* **PAGE**

⟨

Sur la question du voile islamique (suite)
Une islamophobie à peine voilée.
Le Nouveau Parti Anticapitaliste (NPA) a présenté une femme voilée comme candidate, dans le Vaucluse, aux élections régionales de mars 2010. Tollé général !
Martine Aubry, encouragée par des sondages positifs et décidée à rester en course pour l’élection présidentielle de 2012, a un avis sur tout. Ainsi, elle a fait savoir qu’elle « n’aurait pas fait le choix de présenter une femme voilée aux élections ». Aurélie Filippetti estime qu’Olivier Besancenot était dans une « dérive idéologique totale » et qu’il devait relire Karl Marx ; alors que Marx, s’il avait effectivement écrit la fameuse phrase sur « la religion, opium du peuple », avait aussi plaidé pour la liberté d’expression des religions contre toute persécution, et considérait certaines expressions religieuses comme « soupir de la créature humaine opprimée », comme expression d’une aspiration à la justice sociale.
Elle a fait part de son intention de voter, comme Manuel Valls, une future loi anti-burqa telle que voudrait la proposer Jean-François Copé. Besancenot pourrait lui conseiller d’aller lire la Convention Européenne des Droits de l’Homme...
Alors que Jean-Marie Le Pen trouve qu’il s’agit d’« une fantaisie vestimentaire » ; se montrant cependant (à la différence de certains protagonistes de l’UMP ou du PS) nettement moins choqué par le port du foulard ou du voile. Ceci puisque lui a une façon plus radicale de poser « le problème », celui-ci consistant pour lui non pas tant dans le port du voile, mais dans le fait que (prétendument) « dix millions d’étrangers ont pu entrer dans notre pays ».
En fait, pourquoi est-ce si insupportable, si révoltant qu’une femme voilée puisse être candidate aux élections régionales ?
« La politique, c’est la laïcité » répondent les hommes et femmes politiques français. Ah bon ? Donc, la France est un Etat laïc ? C’est-à-dire qu’il y a une séparation entre l’Etat et l’Eglise (loi de 1905) ? La laïcité qu’ils s’empressent de secourir est une illusion, un mensonge... Des preuves ? Les privilèges dont bénéficie l’enseignement catholique privé, Sarkozy...
Quant à Rama Yade, secrétaire d’Etat, elle se dit « un peu heurtée » en ajoutant que « quelquefois, la politique conduit à ignorer les grands principes républicains parmi lesquels il y a la laïcité ». Soit elle est candide, soit elle est amnésique puisqu’elle a eu comme collègue au gouvernement Christine Boutin, candidate du Forum des républicains sociaux à l’élection présidentielle de 2002. Présidente du Parti chrétien-démocrate, mouvement politique associé à l’UMP, elle a été ministre du Logement et de la ville. Elle a aussi été consulteur du Conseil pontifical pour la famille au Vatican. Elle est aussi contre l’avortement, alors que le Conseil constitutionnel a admis la constitutionalité de la loi Veil et que le Conseil d’Etat l’a validée (en décembre 1990). Les défenseurs des principes ne se sont pas insurgés contre la remise en cause d’un droit acquis des femmes (la possibilité pour toute femme vivant en France et Europe de mettre fin à une grossesse non désirée).

⟩

* **CONSIGNE DONNÉE**
Réécrivez sous forme de liste plus courte le paragraphe de la page sur le voile islamique qui commence par « Quant à Rama Yade », en gardant ses faits essentiels.

Annotations de détection:
⟨

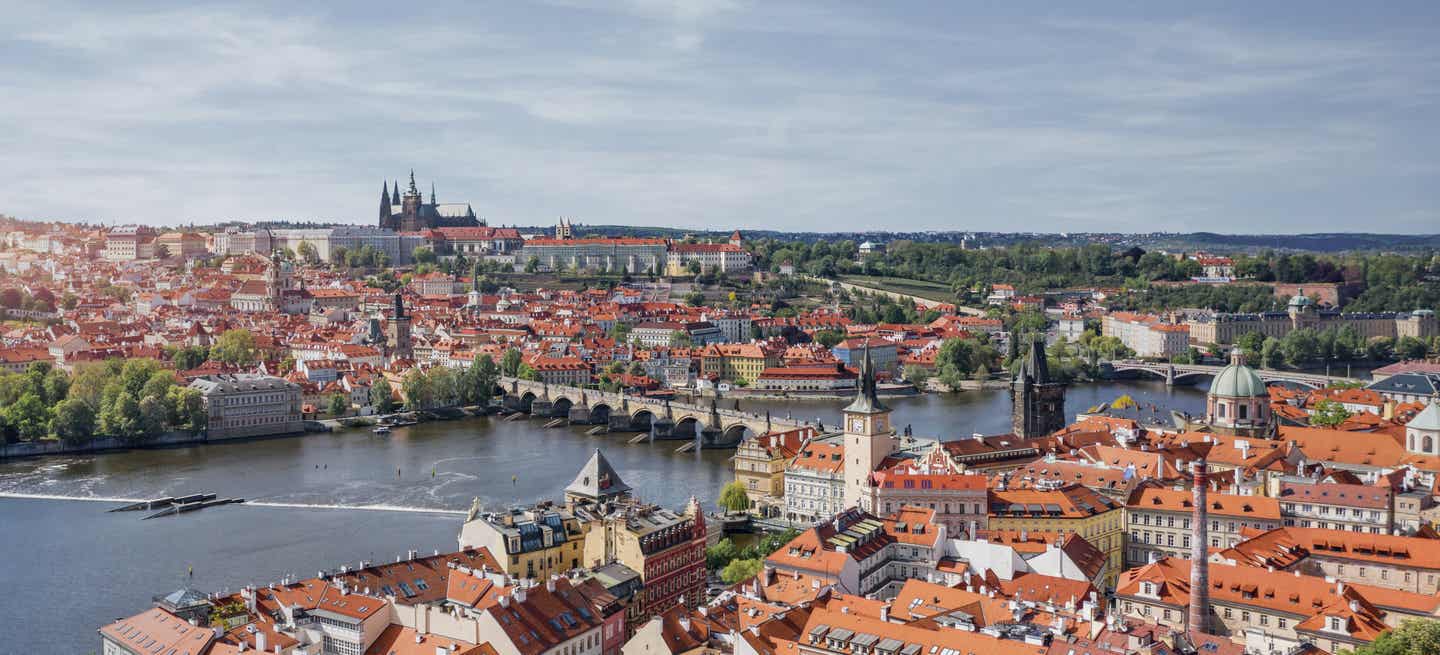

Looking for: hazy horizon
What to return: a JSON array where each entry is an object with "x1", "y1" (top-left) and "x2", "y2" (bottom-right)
[{"x1": 0, "y1": 0, "x2": 1440, "y2": 235}]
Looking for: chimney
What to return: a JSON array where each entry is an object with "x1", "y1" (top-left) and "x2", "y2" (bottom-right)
[{"x1": 1189, "y1": 445, "x2": 1210, "y2": 635}]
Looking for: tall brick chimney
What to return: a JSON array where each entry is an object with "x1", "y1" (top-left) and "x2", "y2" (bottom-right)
[{"x1": 1189, "y1": 438, "x2": 1212, "y2": 635}]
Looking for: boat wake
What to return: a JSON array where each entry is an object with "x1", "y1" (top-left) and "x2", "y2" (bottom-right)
[
  {"x1": 0, "y1": 491, "x2": 145, "y2": 502},
  {"x1": 243, "y1": 501, "x2": 465, "y2": 515},
  {"x1": 0, "y1": 491, "x2": 465, "y2": 515}
]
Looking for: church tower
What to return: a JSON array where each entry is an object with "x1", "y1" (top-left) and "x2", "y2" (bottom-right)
[
  {"x1": 841, "y1": 344, "x2": 896, "y2": 511},
  {"x1": 380, "y1": 181, "x2": 390, "y2": 229},
  {"x1": 386, "y1": 292, "x2": 415, "y2": 360},
  {"x1": 1009, "y1": 338, "x2": 1066, "y2": 439}
]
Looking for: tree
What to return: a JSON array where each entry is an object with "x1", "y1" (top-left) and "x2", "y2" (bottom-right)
[
  {"x1": 516, "y1": 364, "x2": 540, "y2": 381},
  {"x1": 98, "y1": 392, "x2": 144, "y2": 441},
  {"x1": 815, "y1": 330, "x2": 845, "y2": 348},
  {"x1": 400, "y1": 369, "x2": 435, "y2": 412},
  {"x1": 4, "y1": 393, "x2": 50, "y2": 441},
  {"x1": 370, "y1": 377, "x2": 395, "y2": 415},
  {"x1": 1310, "y1": 400, "x2": 1351, "y2": 428},
  {"x1": 167, "y1": 387, "x2": 210, "y2": 435},
  {"x1": 720, "y1": 560, "x2": 765, "y2": 584},
  {"x1": 295, "y1": 240, "x2": 320, "y2": 265},
  {"x1": 716, "y1": 479, "x2": 750, "y2": 512},
  {"x1": 706, "y1": 537, "x2": 740, "y2": 572},
  {"x1": 50, "y1": 397, "x2": 95, "y2": 446},
  {"x1": 500, "y1": 348, "x2": 523, "y2": 377},
  {"x1": 465, "y1": 354, "x2": 500, "y2": 407},
  {"x1": 210, "y1": 330, "x2": 259, "y2": 367}
]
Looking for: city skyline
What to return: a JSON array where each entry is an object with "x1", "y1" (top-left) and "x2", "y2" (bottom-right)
[{"x1": 0, "y1": 0, "x2": 1440, "y2": 233}]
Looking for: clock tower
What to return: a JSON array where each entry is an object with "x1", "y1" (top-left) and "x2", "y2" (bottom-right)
[{"x1": 842, "y1": 344, "x2": 896, "y2": 511}]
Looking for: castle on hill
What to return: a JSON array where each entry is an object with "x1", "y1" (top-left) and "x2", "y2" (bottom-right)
[{"x1": 380, "y1": 170, "x2": 485, "y2": 232}]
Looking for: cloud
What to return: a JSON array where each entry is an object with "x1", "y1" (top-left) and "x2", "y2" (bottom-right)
[{"x1": 0, "y1": 0, "x2": 1440, "y2": 232}]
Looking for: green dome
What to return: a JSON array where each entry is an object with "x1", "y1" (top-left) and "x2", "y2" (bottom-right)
[{"x1": 1210, "y1": 348, "x2": 1270, "y2": 397}]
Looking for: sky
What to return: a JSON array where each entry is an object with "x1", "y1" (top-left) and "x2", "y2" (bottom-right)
[{"x1": 0, "y1": 0, "x2": 1440, "y2": 233}]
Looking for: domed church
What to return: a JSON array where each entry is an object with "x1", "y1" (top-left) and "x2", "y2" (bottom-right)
[{"x1": 1205, "y1": 348, "x2": 1274, "y2": 438}]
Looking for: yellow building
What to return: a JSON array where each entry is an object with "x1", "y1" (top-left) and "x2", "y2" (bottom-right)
[
  {"x1": 734, "y1": 428, "x2": 815, "y2": 517},
  {"x1": 700, "y1": 344, "x2": 780, "y2": 384},
  {"x1": 459, "y1": 502, "x2": 585, "y2": 580},
  {"x1": 988, "y1": 481, "x2": 1125, "y2": 589}
]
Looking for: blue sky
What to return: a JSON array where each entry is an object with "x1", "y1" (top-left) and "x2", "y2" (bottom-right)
[{"x1": 0, "y1": 0, "x2": 1440, "y2": 233}]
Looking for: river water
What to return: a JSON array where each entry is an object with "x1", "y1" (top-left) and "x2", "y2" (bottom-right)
[{"x1": 0, "y1": 381, "x2": 1204, "y2": 654}]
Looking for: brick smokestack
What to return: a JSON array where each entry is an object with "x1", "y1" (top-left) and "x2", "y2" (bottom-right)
[{"x1": 1189, "y1": 442, "x2": 1211, "y2": 635}]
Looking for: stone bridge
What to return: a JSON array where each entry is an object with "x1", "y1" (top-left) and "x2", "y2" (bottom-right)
[
  {"x1": 498, "y1": 377, "x2": 806, "y2": 448},
  {"x1": 1110, "y1": 360, "x2": 1365, "y2": 389}
]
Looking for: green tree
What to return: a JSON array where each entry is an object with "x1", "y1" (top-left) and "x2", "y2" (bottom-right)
[
  {"x1": 706, "y1": 537, "x2": 740, "y2": 572},
  {"x1": 815, "y1": 330, "x2": 845, "y2": 348},
  {"x1": 500, "y1": 348, "x2": 524, "y2": 377},
  {"x1": 328, "y1": 393, "x2": 350, "y2": 416},
  {"x1": 4, "y1": 393, "x2": 50, "y2": 441},
  {"x1": 1310, "y1": 400, "x2": 1351, "y2": 428},
  {"x1": 295, "y1": 240, "x2": 320, "y2": 265},
  {"x1": 98, "y1": 390, "x2": 144, "y2": 441},
  {"x1": 370, "y1": 377, "x2": 395, "y2": 415},
  {"x1": 516, "y1": 364, "x2": 540, "y2": 381},
  {"x1": 716, "y1": 479, "x2": 750, "y2": 512},
  {"x1": 720, "y1": 560, "x2": 765, "y2": 584},
  {"x1": 50, "y1": 397, "x2": 95, "y2": 446},
  {"x1": 210, "y1": 330, "x2": 259, "y2": 367},
  {"x1": 400, "y1": 369, "x2": 435, "y2": 412},
  {"x1": 166, "y1": 387, "x2": 210, "y2": 435}
]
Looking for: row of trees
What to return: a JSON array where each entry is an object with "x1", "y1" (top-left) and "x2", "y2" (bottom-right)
[
  {"x1": 397, "y1": 357, "x2": 504, "y2": 412},
  {"x1": 1214, "y1": 325, "x2": 1440, "y2": 369},
  {"x1": 0, "y1": 358, "x2": 207, "y2": 445}
]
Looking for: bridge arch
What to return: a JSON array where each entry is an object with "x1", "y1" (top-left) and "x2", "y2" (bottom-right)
[
  {"x1": 631, "y1": 407, "x2": 655, "y2": 430},
  {"x1": 670, "y1": 415, "x2": 704, "y2": 439}
]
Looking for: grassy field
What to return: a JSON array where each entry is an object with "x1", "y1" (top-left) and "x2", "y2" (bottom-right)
[{"x1": 840, "y1": 275, "x2": 955, "y2": 302}]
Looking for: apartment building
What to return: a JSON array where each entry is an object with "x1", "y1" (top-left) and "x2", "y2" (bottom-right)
[
  {"x1": 190, "y1": 373, "x2": 304, "y2": 439},
  {"x1": 1279, "y1": 481, "x2": 1395, "y2": 534},
  {"x1": 1125, "y1": 484, "x2": 1282, "y2": 566},
  {"x1": 785, "y1": 441, "x2": 845, "y2": 523},
  {"x1": 986, "y1": 481, "x2": 1125, "y2": 584},
  {"x1": 459, "y1": 502, "x2": 585, "y2": 580},
  {"x1": 1220, "y1": 527, "x2": 1440, "y2": 596}
]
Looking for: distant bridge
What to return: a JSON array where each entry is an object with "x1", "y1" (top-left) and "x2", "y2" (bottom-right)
[
  {"x1": 498, "y1": 377, "x2": 811, "y2": 448},
  {"x1": 1110, "y1": 360, "x2": 1365, "y2": 389}
]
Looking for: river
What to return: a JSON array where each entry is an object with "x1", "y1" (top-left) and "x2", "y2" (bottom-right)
[{"x1": 0, "y1": 381, "x2": 1204, "y2": 654}]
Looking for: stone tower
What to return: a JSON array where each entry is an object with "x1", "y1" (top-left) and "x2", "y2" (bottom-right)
[
  {"x1": 1009, "y1": 337, "x2": 1066, "y2": 439},
  {"x1": 386, "y1": 292, "x2": 415, "y2": 360},
  {"x1": 841, "y1": 344, "x2": 896, "y2": 511}
]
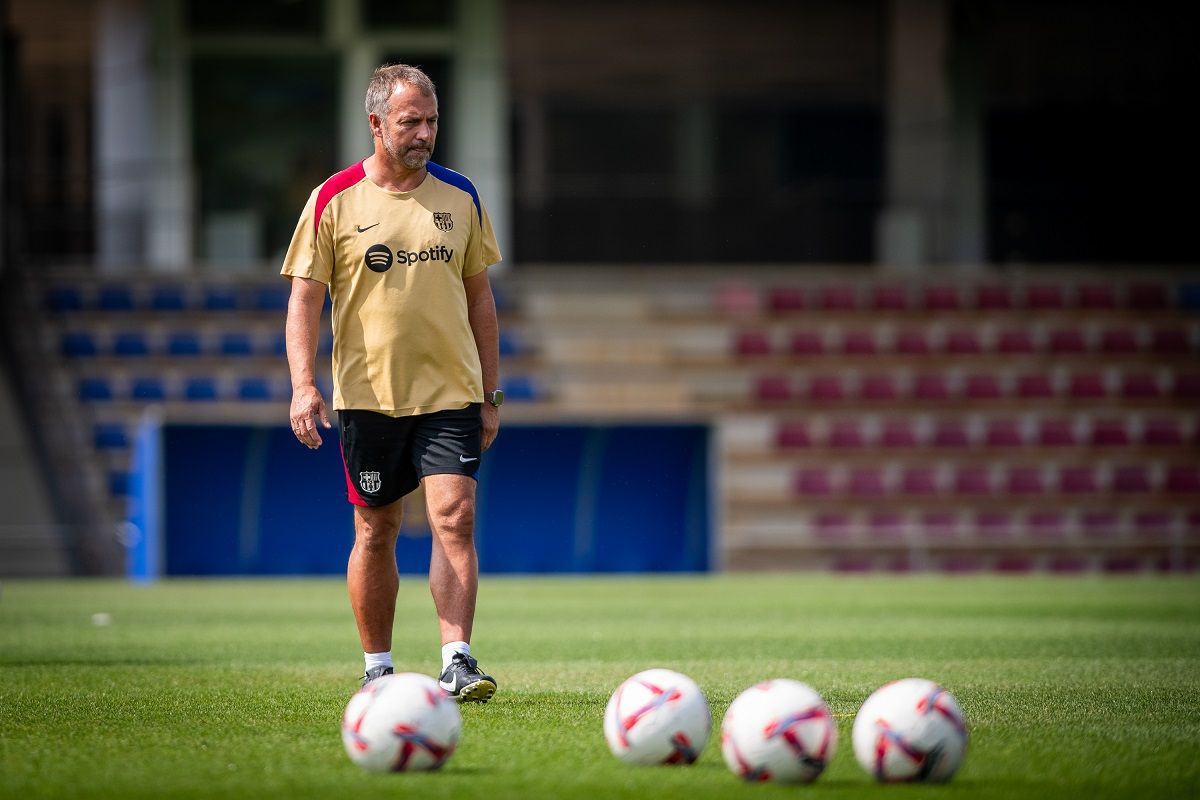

⟩

* **RÉPONSE COMPLÈTE**
- Rama Yade, secrétaire d'État, se dit « un peu heurtée ». Elle ajoute que la politique conduit parfois à ignorer les grands principes républicains, dont la laïcité.
- Le texte la juge candide ou amnésique, puisqu'elle a eu Christine Boutin pour collègue au gouvernement.
- Christine Boutin a été candidate du Forum des républicains sociaux à l'élection présidentielle de 2002. Elle préside le Parti chrétien-démocrate, associé à l'UMP. Elle a été ministre du Logement et de la Ville, ainsi que consulteur du Conseil pontifical pour la famille au Vatican.
- Elle est contre l'avortement, alors que le Conseil constitutionnel a admis la constitutionnalité de la loi Veil et que le Conseil d'État l'a validée en décembre 1990.
- Les défenseurs des principes ne se sont pas insurgés contre cette remise en cause d'un droit acquis des femmes.